Compito da svolgere: Trascriva il brano sul piano regionale dei rifiuti da "Dopo la pubblicazione" a "la prossima estate.", sostituendo "Consiglio regionale" con "Consiglio provinciale".

Estratto del testo:
>>>

Dopo la pubblicazione del piano, probabilmente a fine gennaio, dovrebbero aprirsi i termini di 60 giorni nei quali chiunque potrà presentare osservazioni nell’ambito della procedura di valutazione ambientale strategica (VAS). Una volta chiusi questi termini, la Giunta e gli uffici vaglieranno le osservazioni e i pareri dei vari soggetti competenti, decidendo quali accogliere e come rispondere. Infine, la Giunta varerà il testo del piano – eventualmente modificato – da proporre al Consiglio regionale per l’approvazione definitiva, che potrebbe avvenire entro la prossima estate.
Il testo adottato parte dall’analisi delle diverse criticità esistenti sul territorio ligure: produzione di rifiuti più alta rispetto alla media nazionale (582 Kg per abitante all’anno, rispetto ai 504 Kg nazionali); livello di RD inferiore alla media nazionale (32,02% rispetto al 39,90%, nettamente al di sotto dell’obiettivo di legge del 65% che si sarebbe dovuto raggiungere nel 2012), situazione dovuta alla scarsa diffusione di modelli di raccolta domiciliari (vale a dire sistemi di RD porta a porta o di prossimità); alta frammentazione nella gestione del ciclo dei rifiuti; una chiusura del ciclo che si affida ancora prevalentemente alle discariche (per il 60% nel 2012); costo medio di gestione del ciclo più alto rispetto alla media nazionale (185 euro per abitante, rispetto a 156).

<<<

[Voci di puntamento ed etichettatura]
>>>

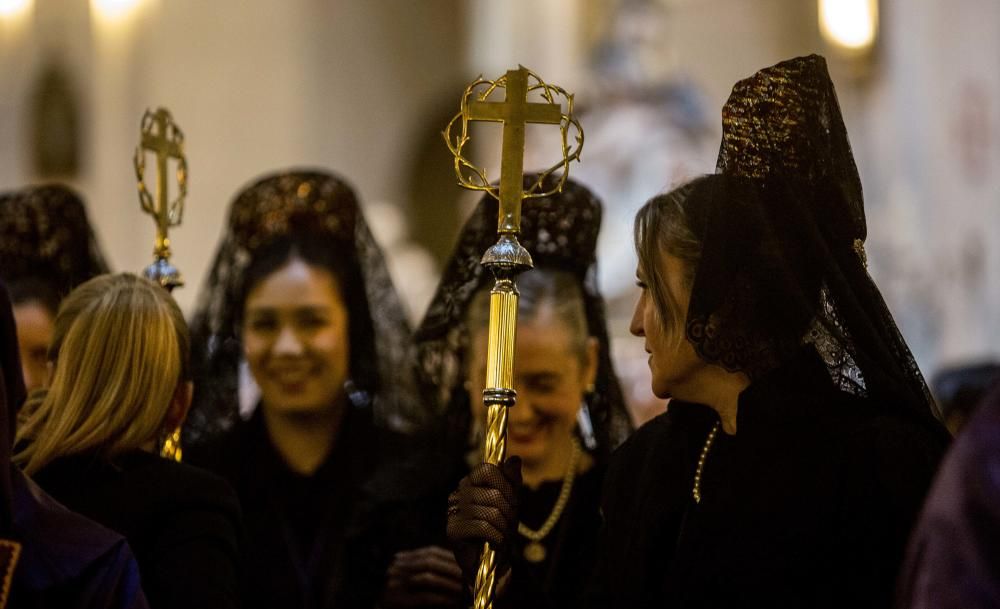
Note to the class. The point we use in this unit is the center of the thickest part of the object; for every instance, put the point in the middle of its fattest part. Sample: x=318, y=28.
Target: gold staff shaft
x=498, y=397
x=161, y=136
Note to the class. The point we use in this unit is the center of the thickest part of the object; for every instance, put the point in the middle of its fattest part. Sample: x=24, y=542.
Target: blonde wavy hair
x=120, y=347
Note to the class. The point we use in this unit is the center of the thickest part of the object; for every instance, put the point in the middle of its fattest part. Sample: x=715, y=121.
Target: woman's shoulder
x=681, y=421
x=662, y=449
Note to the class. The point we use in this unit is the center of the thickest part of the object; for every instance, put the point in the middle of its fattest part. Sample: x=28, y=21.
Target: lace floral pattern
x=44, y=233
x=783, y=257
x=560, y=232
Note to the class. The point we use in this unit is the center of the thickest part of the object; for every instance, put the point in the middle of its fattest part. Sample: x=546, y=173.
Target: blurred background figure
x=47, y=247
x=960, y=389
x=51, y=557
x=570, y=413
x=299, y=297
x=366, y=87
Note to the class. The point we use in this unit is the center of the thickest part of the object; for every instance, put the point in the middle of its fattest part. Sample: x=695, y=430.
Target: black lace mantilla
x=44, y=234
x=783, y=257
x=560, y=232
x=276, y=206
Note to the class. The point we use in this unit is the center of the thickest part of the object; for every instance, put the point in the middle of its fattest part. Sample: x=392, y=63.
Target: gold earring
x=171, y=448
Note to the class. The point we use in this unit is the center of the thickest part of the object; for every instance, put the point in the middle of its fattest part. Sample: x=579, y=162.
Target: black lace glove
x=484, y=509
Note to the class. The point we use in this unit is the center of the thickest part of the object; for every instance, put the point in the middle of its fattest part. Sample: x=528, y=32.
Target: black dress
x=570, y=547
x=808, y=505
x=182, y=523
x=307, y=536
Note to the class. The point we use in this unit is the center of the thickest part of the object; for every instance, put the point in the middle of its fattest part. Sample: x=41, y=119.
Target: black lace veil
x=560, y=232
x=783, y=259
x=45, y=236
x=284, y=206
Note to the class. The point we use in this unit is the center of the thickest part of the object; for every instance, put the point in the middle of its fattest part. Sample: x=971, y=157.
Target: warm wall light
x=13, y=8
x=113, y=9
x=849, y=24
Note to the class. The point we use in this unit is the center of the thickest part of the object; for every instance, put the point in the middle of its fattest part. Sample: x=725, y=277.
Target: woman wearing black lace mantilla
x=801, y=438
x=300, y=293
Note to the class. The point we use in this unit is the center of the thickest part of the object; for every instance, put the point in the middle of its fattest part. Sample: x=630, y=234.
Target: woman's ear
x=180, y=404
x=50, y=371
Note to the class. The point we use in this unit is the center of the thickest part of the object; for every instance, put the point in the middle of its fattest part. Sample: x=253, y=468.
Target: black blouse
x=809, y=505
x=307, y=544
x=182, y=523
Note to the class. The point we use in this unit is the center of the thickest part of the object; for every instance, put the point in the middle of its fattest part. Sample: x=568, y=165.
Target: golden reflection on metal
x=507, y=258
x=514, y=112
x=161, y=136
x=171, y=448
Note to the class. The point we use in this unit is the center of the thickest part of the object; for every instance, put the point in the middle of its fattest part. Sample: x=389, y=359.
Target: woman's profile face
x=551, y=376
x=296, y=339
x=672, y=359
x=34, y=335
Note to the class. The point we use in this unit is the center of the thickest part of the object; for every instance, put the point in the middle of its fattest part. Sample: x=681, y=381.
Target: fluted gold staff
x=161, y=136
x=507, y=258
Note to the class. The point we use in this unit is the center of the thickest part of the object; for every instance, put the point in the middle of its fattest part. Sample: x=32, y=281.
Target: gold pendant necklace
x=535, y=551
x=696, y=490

<<<

Soluzione proposta:
Dopo la pubblicazione del piano, probabilmente a fine gennaio, dovrebbero aprirsi i termini di 60 giorni nei quali chiunque potrà presentare osservazioni nell’ambito della procedura di valutazione ambientale strategica (VAS). Una volta chiusi questi termini, la Giunta e gli uffici vaglieranno le osservazioni e i pareri dei vari soggetti competenti, decidendo quali accogliere e come rispondere. Infine, la Giunta varerà il testo del piano – eventualmente modificato – da proporre al Consiglio provinciale per l’approvazione definitiva, che potrebbe avvenire entro la prossima estate.